### [Exercise instructions]
Print exactly, and only, the lines running from the line containing "Can you find the child's raised" through the end of the records below.

╭─ The records

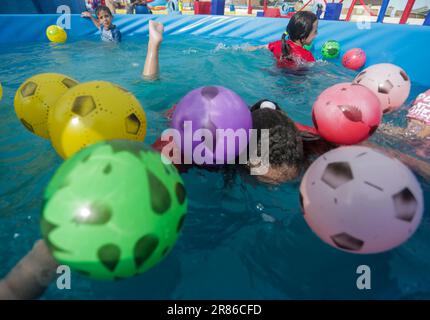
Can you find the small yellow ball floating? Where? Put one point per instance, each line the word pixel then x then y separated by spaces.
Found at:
pixel 36 96
pixel 92 112
pixel 56 34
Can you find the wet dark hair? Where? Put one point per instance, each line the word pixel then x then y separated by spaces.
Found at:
pixel 299 28
pixel 285 142
pixel 103 8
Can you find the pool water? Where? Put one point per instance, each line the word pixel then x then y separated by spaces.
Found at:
pixel 245 240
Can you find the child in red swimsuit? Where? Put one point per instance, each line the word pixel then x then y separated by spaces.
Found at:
pixel 301 31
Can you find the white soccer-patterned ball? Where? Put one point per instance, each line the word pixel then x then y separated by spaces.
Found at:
pixel 389 82
pixel 361 201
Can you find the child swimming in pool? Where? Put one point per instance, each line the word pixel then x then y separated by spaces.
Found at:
pixel 292 146
pixel 108 31
pixel 290 53
pixel 31 276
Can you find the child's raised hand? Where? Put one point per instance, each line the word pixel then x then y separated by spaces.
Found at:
pixel 156 30
pixel 86 14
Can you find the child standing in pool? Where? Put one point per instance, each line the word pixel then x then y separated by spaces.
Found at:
pixel 289 51
pixel 109 32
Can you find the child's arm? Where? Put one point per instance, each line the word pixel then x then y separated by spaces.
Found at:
pixel 152 69
pixel 87 14
pixel 31 276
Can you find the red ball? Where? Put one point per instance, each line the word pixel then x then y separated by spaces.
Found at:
pixel 346 113
pixel 354 59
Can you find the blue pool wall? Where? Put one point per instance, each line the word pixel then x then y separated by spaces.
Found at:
pixel 405 45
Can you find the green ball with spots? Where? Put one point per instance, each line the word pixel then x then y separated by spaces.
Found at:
pixel 309 47
pixel 331 49
pixel 113 210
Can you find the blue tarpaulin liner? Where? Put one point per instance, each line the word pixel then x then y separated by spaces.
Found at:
pixel 40 6
pixel 403 45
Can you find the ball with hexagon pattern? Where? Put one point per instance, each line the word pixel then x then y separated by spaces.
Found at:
pixel 389 82
pixel 113 210
pixel 361 201
pixel 36 97
pixel 93 112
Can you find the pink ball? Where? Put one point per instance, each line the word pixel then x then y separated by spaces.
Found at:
pixel 390 83
pixel 423 98
pixel 354 59
pixel 346 113
pixel 361 201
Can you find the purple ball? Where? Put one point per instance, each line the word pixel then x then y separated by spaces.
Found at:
pixel 212 108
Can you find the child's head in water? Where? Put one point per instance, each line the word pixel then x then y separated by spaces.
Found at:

╰─

### [Exercise response]
Can you find the child's raised hand? Where? Put one point per instance, each line the word pixel then x then y separated by spaces.
Found at:
pixel 156 30
pixel 86 14
Can you find the child standing in pool? Where? Put one point per instance, each line the word pixel then x then y separated by spaces.
Found at:
pixel 289 51
pixel 109 32
Can you find the child's arm? Where? Put one point per instance, each line the word pixel then x then y separated by spaces.
Found at:
pixel 152 69
pixel 87 14
pixel 31 276
Can you find the red ball? Where? Put one point per instance, each line the word pixel then x then y separated by spaces.
Found at:
pixel 346 113
pixel 354 59
Can you find the blue pool wall? Where? Put one point per instance, each line the word pixel then x then y separated by spaces.
Found at:
pixel 405 45
Can you find the green ball with spots? Where? Put one point per instance, each line the word pixel then x then y separated by spaces.
Found at:
pixel 309 47
pixel 331 49
pixel 113 210
Can you find the blue tarpaulin liner? Where? Put one point per instance, each line the word pixel then x then y separated by spaces.
Found at:
pixel 40 6
pixel 403 45
Can you find the ball with hexagon pattern? Where? Put one point per instance, each line the word pixel then x then y separated by spaces.
Found at:
pixel 389 82
pixel 113 210
pixel 361 201
pixel 36 97
pixel 93 112
Can you find the pink ball? Where? Put one point per instance, each line the word pixel then x then y separated by spaces.
Found at:
pixel 390 83
pixel 423 98
pixel 354 59
pixel 346 113
pixel 361 201
Can you find the purple ball? Where? Put one point per instance, each line the word pixel then x then y separated by spaces.
Found at:
pixel 212 108
Can you find the child's head in water? Where? Put one point per instance, each line the word pixel then x then y separated by spaces.
Found at:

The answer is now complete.